WHAT YOU ARE ASKED TO DO: The data should be printed in full, character for character.

WORKING DATA:
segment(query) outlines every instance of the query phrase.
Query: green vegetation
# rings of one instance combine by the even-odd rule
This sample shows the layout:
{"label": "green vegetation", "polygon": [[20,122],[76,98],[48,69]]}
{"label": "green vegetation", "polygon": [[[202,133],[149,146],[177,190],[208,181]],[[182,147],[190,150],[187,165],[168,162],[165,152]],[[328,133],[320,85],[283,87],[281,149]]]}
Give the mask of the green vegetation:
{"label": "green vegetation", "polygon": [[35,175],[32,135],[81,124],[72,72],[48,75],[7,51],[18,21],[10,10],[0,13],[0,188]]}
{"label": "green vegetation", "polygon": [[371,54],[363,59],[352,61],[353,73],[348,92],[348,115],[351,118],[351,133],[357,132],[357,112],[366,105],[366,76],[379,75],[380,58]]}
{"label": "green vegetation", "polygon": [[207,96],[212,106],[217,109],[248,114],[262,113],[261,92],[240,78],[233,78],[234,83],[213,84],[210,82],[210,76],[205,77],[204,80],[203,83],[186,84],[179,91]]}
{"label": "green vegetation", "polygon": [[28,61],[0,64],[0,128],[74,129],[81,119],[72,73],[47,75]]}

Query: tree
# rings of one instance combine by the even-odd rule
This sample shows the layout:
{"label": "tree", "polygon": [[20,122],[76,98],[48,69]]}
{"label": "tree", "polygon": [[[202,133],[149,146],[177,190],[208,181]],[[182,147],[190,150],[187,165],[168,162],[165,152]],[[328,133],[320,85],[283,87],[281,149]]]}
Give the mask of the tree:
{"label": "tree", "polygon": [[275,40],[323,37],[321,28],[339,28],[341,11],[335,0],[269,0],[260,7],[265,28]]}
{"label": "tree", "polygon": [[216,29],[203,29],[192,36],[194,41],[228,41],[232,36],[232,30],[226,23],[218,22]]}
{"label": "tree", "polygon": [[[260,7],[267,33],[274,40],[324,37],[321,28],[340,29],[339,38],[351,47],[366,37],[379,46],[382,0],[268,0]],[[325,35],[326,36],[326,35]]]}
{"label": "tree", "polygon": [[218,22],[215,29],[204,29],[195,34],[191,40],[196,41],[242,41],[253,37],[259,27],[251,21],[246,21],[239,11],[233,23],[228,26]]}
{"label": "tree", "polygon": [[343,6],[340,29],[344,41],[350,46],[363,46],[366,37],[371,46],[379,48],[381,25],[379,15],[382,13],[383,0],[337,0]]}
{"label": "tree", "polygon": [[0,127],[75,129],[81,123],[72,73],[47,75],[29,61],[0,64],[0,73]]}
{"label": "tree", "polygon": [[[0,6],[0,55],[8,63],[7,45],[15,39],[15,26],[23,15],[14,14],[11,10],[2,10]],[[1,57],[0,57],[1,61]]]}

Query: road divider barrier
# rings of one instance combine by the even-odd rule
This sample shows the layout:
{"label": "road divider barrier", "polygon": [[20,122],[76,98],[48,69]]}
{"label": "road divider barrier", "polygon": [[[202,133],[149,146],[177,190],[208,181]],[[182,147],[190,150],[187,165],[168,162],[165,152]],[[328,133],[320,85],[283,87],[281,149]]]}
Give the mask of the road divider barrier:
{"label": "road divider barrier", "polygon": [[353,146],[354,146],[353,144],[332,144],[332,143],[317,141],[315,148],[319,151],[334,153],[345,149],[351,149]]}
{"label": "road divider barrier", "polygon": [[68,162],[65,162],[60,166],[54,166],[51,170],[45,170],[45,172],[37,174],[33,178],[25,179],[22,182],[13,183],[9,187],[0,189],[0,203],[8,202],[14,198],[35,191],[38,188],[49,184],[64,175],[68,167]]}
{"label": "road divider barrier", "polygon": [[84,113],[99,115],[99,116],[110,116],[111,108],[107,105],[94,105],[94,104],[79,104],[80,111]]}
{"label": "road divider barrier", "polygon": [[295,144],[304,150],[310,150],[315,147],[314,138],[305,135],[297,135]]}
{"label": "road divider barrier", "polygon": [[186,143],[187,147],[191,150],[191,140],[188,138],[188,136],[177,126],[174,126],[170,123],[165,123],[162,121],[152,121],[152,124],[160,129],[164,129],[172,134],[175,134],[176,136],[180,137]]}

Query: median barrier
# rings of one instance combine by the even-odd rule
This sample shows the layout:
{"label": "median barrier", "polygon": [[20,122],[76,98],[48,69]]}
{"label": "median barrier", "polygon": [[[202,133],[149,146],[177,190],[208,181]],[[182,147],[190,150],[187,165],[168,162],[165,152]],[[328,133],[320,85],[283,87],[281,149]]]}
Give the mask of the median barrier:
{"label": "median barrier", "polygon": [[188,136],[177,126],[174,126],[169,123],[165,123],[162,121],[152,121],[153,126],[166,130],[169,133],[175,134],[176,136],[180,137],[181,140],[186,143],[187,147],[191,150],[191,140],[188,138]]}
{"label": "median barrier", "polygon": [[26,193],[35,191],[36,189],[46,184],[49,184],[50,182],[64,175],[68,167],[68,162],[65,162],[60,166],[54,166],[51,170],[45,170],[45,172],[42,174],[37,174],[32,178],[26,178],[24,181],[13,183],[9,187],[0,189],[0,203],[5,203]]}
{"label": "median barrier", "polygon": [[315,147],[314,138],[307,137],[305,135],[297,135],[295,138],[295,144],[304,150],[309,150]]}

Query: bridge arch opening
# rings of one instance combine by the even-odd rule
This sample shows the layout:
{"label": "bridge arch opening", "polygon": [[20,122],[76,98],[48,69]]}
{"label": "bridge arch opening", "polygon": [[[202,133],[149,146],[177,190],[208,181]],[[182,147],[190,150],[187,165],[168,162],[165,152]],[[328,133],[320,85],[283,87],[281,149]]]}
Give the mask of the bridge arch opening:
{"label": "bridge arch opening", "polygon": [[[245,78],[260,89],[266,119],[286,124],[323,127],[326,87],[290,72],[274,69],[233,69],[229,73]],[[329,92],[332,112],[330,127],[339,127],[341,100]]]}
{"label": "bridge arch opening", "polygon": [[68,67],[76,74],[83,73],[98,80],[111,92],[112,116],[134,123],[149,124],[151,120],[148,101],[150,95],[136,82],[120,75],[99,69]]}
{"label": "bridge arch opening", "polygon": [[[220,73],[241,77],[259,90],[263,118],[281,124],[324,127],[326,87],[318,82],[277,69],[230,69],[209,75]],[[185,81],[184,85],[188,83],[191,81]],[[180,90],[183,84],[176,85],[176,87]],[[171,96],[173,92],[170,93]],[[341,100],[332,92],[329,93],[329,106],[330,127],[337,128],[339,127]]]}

PROBLEM SOLUTION:
segment(query) outlines every instance of the query phrase.
Query: green vegetation
# rings of one instance combine by the even-odd rule
This sample shows the layout:
{"label": "green vegetation", "polygon": [[20,122],[76,98],[48,69]]}
{"label": "green vegetation", "polygon": [[[202,133],[149,146],[177,190],[208,181]],[[182,147],[190,150],[187,165],[168,162],[165,152]],[[328,133],[320,85],[283,87],[281,149]]]}
Give the mask of the green vegetation:
{"label": "green vegetation", "polygon": [[35,175],[32,135],[81,124],[72,72],[48,75],[7,51],[18,21],[10,10],[0,13],[0,188]]}
{"label": "green vegetation", "polygon": [[371,54],[363,59],[352,61],[353,73],[348,92],[348,115],[351,118],[351,133],[357,132],[357,112],[366,105],[366,76],[379,75],[380,58]]}
{"label": "green vegetation", "polygon": [[207,96],[212,106],[217,109],[248,114],[262,113],[261,92],[240,78],[233,78],[234,83],[213,84],[210,82],[210,76],[205,77],[204,80],[203,83],[186,84],[179,91]]}
{"label": "green vegetation", "polygon": [[28,61],[0,64],[0,128],[74,129],[81,119],[72,73],[47,75]]}

Query: tree
# rings of one instance combine by the even-odd rule
This sample shows the layout:
{"label": "tree", "polygon": [[20,122],[76,98],[48,69]]}
{"label": "tree", "polygon": [[[202,133],[149,146],[177,190],[208,181]],[[182,147],[190,150],[187,165],[168,162],[165,152]],[[328,133],[320,85],[283,87],[281,149]]]}
Give the mask of the tree:
{"label": "tree", "polygon": [[275,40],[323,37],[321,28],[339,28],[341,11],[335,0],[269,0],[260,7],[265,28]]}
{"label": "tree", "polygon": [[216,29],[203,29],[192,36],[194,41],[228,41],[232,36],[232,30],[226,23],[218,22]]}
{"label": "tree", "polygon": [[[260,7],[267,33],[274,40],[324,37],[321,28],[340,29],[339,38],[351,47],[366,37],[379,46],[382,0],[268,0]],[[325,35],[326,36],[326,35]]]}
{"label": "tree", "polygon": [[218,22],[215,29],[204,29],[195,34],[191,40],[196,41],[242,41],[253,37],[259,27],[251,21],[246,21],[239,11],[233,23],[228,26]]}
{"label": "tree", "polygon": [[343,6],[340,29],[344,41],[350,46],[363,46],[366,37],[371,46],[379,48],[381,25],[379,15],[382,13],[383,0],[337,0]]}
{"label": "tree", "polygon": [[0,127],[75,129],[81,123],[72,73],[47,75],[29,61],[0,64],[0,73]]}
{"label": "tree", "polygon": [[[0,6],[0,55],[8,63],[7,45],[15,39],[15,26],[23,15],[14,14],[11,10],[2,10]],[[1,57],[0,57],[1,61]]]}

Query: road divider barrier
# rings of one instance combine by the even-odd rule
This sample shows the layout:
{"label": "road divider barrier", "polygon": [[20,122],[76,98],[48,69]]}
{"label": "road divider barrier", "polygon": [[[202,133],[149,146],[177,190],[208,181]],[[182,147],[190,150],[187,165],[168,162],[165,152]],[[328,133],[320,85],[283,87],[281,149]]]}
Give the mask of the road divider barrier:
{"label": "road divider barrier", "polygon": [[353,146],[354,146],[353,144],[332,144],[332,143],[317,141],[315,148],[319,151],[334,153],[345,149],[351,149]]}
{"label": "road divider barrier", "polygon": [[68,162],[65,162],[60,166],[54,166],[51,170],[45,170],[45,172],[37,174],[33,178],[25,179],[22,182],[13,183],[9,187],[0,189],[0,203],[8,202],[14,198],[35,191],[38,188],[49,184],[64,175],[68,167]]}
{"label": "road divider barrier", "polygon": [[84,113],[99,115],[99,116],[110,116],[111,108],[107,105],[94,105],[94,104],[79,104],[80,111]]}
{"label": "road divider barrier", "polygon": [[295,144],[304,150],[310,150],[315,147],[314,138],[305,135],[297,135]]}
{"label": "road divider barrier", "polygon": [[186,143],[187,147],[191,150],[191,140],[188,138],[188,136],[177,126],[174,126],[170,123],[165,123],[162,121],[152,121],[152,124],[160,129],[164,129],[172,134],[175,134],[176,136],[180,137]]}

Query: median barrier
# rings of one instance combine by the even-odd rule
This sample shows the layout:
{"label": "median barrier", "polygon": [[20,122],[76,98],[48,69]]}
{"label": "median barrier", "polygon": [[[202,133],[149,146],[177,190],[208,181]],[[182,147],[190,150],[187,165],[168,162],[165,152]],[[328,133],[320,85],[283,87],[281,149]]]}
Give the mask of the median barrier:
{"label": "median barrier", "polygon": [[188,136],[177,126],[174,126],[169,123],[165,123],[162,121],[152,121],[153,126],[166,130],[169,133],[175,134],[176,136],[180,137],[181,140],[186,143],[187,147],[191,150],[191,140],[188,138]]}
{"label": "median barrier", "polygon": [[26,193],[35,191],[36,189],[46,184],[49,184],[50,182],[64,175],[68,167],[68,162],[65,162],[60,166],[54,166],[51,170],[45,170],[45,172],[42,174],[37,174],[32,178],[26,178],[24,181],[13,183],[9,187],[0,189],[0,203],[5,203]]}
{"label": "median barrier", "polygon": [[315,147],[314,138],[307,137],[305,135],[297,135],[295,138],[295,144],[304,150],[309,150]]}

Query: bridge arch opening
# rings of one instance combine by the even-odd rule
This sample shows the layout:
{"label": "bridge arch opening", "polygon": [[20,122],[76,98],[48,69]]}
{"label": "bridge arch opening", "polygon": [[[202,133],[149,146],[177,190],[208,181]],[[182,147],[190,150],[187,165],[168,162],[165,152]],[[328,133],[320,85],[283,87],[281,149]]]}
Give the mask of the bridge arch opening:
{"label": "bridge arch opening", "polygon": [[[245,78],[260,89],[266,119],[286,124],[323,127],[326,87],[290,72],[274,69],[233,69],[229,73]],[[329,92],[332,112],[330,127],[339,127],[341,100]]]}
{"label": "bridge arch opening", "polygon": [[68,67],[76,74],[83,73],[98,80],[111,92],[112,116],[134,123],[149,124],[151,120],[148,101],[150,95],[136,82],[120,75],[99,69]]}
{"label": "bridge arch opening", "polygon": [[[220,73],[241,77],[259,90],[263,118],[281,124],[324,127],[326,87],[318,82],[277,69],[230,69],[209,75]],[[185,81],[184,85],[188,83],[191,81]],[[180,90],[183,84],[176,85],[176,87]],[[171,96],[173,92],[170,93]],[[341,100],[332,92],[329,93],[329,106],[330,127],[337,128],[339,127]]]}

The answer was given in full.